** SOURCE EXTRACT follows **

Making a change

Fourth through eighth-grade students showcased their research into social change subjects at the Young Heroes Impact Celebration.

Students shine bright: Students at Stephen Decatur Elementary School collaborated with Alex’s Lemonade Stand to raise money for childhood cancer research. They showcased their efforts at the Young Heroes Impact Celebration. Source: Shira Yudkoff

Temple University’s Liacouras Center last week was packed with individuals showcasing their work to inspire and create social change in the world – and most of those individuals were no older than eighth grade.

The National Liberty Museum hosted it ninth Young Heroes Impact Celebration to highlight the work of students from 18 different schools, including four from the Northeast. The science fair-style presentations covered topics from animal abuse to police brutality.

Fourth- through eighth-graders can participate in the Young Heroes Outreach Program, which allows students to choose a real-world topic they feel passionately about raising awareness and making a change to. The curriculum educates students about the freedoms of the First Amendment and how people use their rights and liberties.

“Going into the schools, particularly when they’re learning the First Amendment rights, and watching them in the classroom, they’re really engaged and paying attention and raising their hands,” said Gwen Borowsky, CEO of National Liberty Museum.

Joseph J. Greenberg Elementary School gave a presentation about child abuse to their fellow students and set up a table at the Mayfair Spring Arts Festival to spread knowledge about signs of child abuse and how to handle possible child abuse situations.

** End of SOURCE EXTRACT **

• _TASKS_
a – In the article on the Young Heroes Impact Celebration, explain why Joseph J. Greenberg Elementary School set up a table at the Mayfair Spring Arts Festival.
b – According to the article on the Young Heroes Impact Celebration, students from how many schools had their work highlighted at the event?

** EXTRACTED INFORMATION follows **

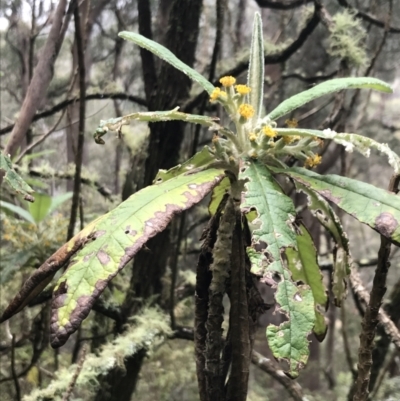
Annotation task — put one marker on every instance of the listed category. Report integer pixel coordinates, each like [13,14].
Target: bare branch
[368,17]
[266,365]
[94,96]
[80,48]
[40,81]
[282,5]
[274,58]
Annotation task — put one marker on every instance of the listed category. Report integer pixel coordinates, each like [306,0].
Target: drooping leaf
[167,56]
[18,210]
[255,79]
[32,156]
[58,200]
[116,124]
[40,208]
[14,180]
[119,235]
[105,246]
[11,262]
[373,206]
[325,88]
[350,141]
[275,233]
[321,209]
[217,195]
[304,267]
[200,159]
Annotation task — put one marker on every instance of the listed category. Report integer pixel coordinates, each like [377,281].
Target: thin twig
[80,45]
[72,383]
[370,319]
[363,296]
[347,349]
[266,365]
[13,372]
[93,96]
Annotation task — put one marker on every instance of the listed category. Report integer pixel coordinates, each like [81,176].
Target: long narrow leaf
[304,267]
[321,209]
[275,233]
[350,141]
[326,88]
[373,206]
[18,210]
[14,180]
[255,79]
[119,235]
[167,56]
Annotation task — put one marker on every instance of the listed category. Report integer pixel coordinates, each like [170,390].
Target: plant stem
[370,319]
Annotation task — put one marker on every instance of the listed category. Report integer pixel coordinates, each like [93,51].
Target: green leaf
[32,156]
[373,206]
[41,208]
[116,238]
[58,200]
[14,180]
[199,160]
[304,267]
[326,88]
[275,233]
[18,210]
[350,141]
[255,79]
[167,56]
[321,209]
[217,195]
[116,124]
[11,263]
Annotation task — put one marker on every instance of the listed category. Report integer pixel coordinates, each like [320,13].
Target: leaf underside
[304,267]
[275,233]
[166,55]
[117,237]
[14,180]
[373,206]
[199,160]
[325,88]
[255,79]
[321,209]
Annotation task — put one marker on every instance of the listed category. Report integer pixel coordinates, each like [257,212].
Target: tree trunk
[164,90]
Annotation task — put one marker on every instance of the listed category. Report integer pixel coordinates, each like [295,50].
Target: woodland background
[141,327]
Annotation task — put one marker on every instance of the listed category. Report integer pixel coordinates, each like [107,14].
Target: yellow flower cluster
[242,89]
[313,161]
[252,136]
[292,123]
[246,110]
[319,140]
[227,81]
[216,94]
[268,131]
[290,138]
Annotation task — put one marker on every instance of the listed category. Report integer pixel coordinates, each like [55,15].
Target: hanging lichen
[347,40]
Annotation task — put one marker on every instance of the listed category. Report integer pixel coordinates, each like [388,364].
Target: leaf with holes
[14,180]
[117,237]
[304,267]
[370,205]
[274,234]
[325,88]
[321,209]
[350,141]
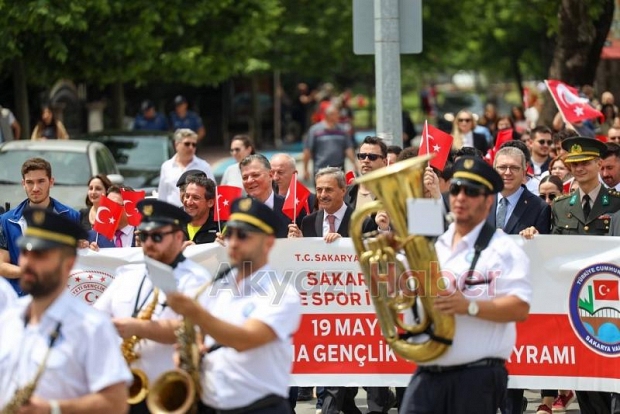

** End of EXTRACTED INFORMATION **

• _SOLVED PROBLEMS_
a – The school set up the table to spread knowledge about the signs of child abuse and about how to handle possible child abuse situations.

b – Students from 18 different schools, four of them from the Northeast.